_Short task A_.
Please rewrite the rows from the line with "Can you spot the car headlight" through the end of the rows, replacing "headlight" with "headlamp" and leaving everything else unchanged.

_Extracted text_.
----

With Comfort, he goes big on the collab, with OTK veterans Tara Wigley, Verena Lochmuller and Helen Goh all supplying ideas by the cartload, and getting proper credit on the title page with their names in bold along with Yotam. The result is, unsurprisingly, one of the best Ottolenghi books, a deep dive into contemporary cooking practices that has thrills on just about every single page. Mushroom and kimchi mapo tofu? Stroganoff meatballs? One-pot chicken with orzo and porcini? Well, yes please to all these, and to all of the fizzy ideas that occupy the 320 pages.
The recipes in Comfort succeed because they are so right on the nose, a smorgasbord of the way we eat today – pancakes; fritters; traybakes; dals; pies; pastry; chocolate mousse with orange caramel. The foods cross borders, then criss-cross those borders, but nothing is ever out of place, nothing is gratuitous, and the seemingly wild eclecticism is always tightly controlled, whilst being pleasingly indulgent: there is half a pack of butter in the roasted miso cabbage, and another half pack in the fine cumin and coriander flatbreads. And actually there is another half pack in the super tomato and aubergine one-pot baked pasta. Butter is having a moment in Comfort!

----

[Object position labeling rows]
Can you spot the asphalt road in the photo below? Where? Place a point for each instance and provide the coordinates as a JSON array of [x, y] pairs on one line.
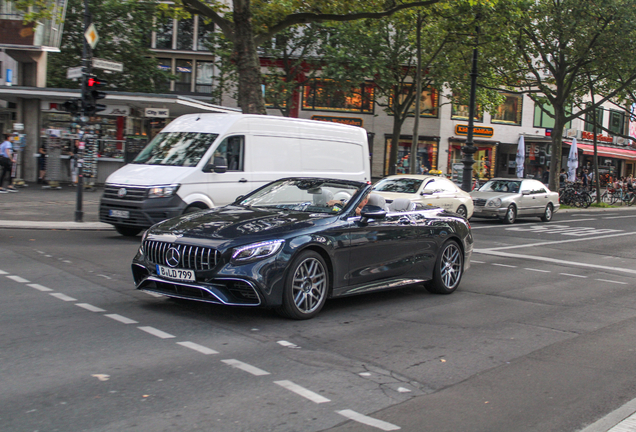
[[540, 337]]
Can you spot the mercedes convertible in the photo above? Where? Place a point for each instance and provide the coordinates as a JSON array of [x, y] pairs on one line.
[[293, 243]]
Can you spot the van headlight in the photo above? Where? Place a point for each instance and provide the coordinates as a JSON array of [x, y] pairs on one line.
[[496, 202], [256, 251], [162, 191]]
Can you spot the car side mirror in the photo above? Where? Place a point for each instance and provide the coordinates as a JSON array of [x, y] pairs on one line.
[[219, 166], [372, 212]]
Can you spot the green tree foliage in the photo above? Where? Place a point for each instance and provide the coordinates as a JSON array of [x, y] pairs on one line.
[[559, 50], [124, 28]]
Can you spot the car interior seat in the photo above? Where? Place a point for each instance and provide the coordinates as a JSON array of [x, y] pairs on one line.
[[401, 204]]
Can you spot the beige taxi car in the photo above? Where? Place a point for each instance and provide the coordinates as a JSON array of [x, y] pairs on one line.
[[426, 190]]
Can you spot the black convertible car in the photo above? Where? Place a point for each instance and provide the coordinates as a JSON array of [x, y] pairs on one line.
[[295, 242]]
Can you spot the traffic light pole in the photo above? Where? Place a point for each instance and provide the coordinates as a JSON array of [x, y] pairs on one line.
[[86, 70]]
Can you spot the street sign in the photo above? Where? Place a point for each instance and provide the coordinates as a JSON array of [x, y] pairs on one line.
[[108, 65], [75, 72], [91, 35]]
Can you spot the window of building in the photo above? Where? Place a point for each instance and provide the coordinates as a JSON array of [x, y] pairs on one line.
[[164, 34], [617, 121], [185, 34], [204, 77], [589, 118], [510, 111], [461, 112], [183, 71], [325, 95], [204, 34]]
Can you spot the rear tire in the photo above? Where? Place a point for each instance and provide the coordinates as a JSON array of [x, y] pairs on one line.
[[128, 231], [547, 214], [449, 267]]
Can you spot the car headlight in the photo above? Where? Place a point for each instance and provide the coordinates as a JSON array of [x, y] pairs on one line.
[[256, 251], [496, 202], [162, 191]]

----

_Short task B_.
List the dishes that the review of Comfort says each contain half a pack of butter.

_Worked solution A_.
Can you spot the car headlamp in the photo above? Where? Place a point for each instance and provide the coordinates as a JSON array of [x, y] pairs on one line.
[[256, 251], [496, 202], [162, 191]]

_Worked solution B_.
- Roasted miso cabbage
- Fine cumin and coriander flatbreads
- Super tomato and aubergine one-pot baked pasta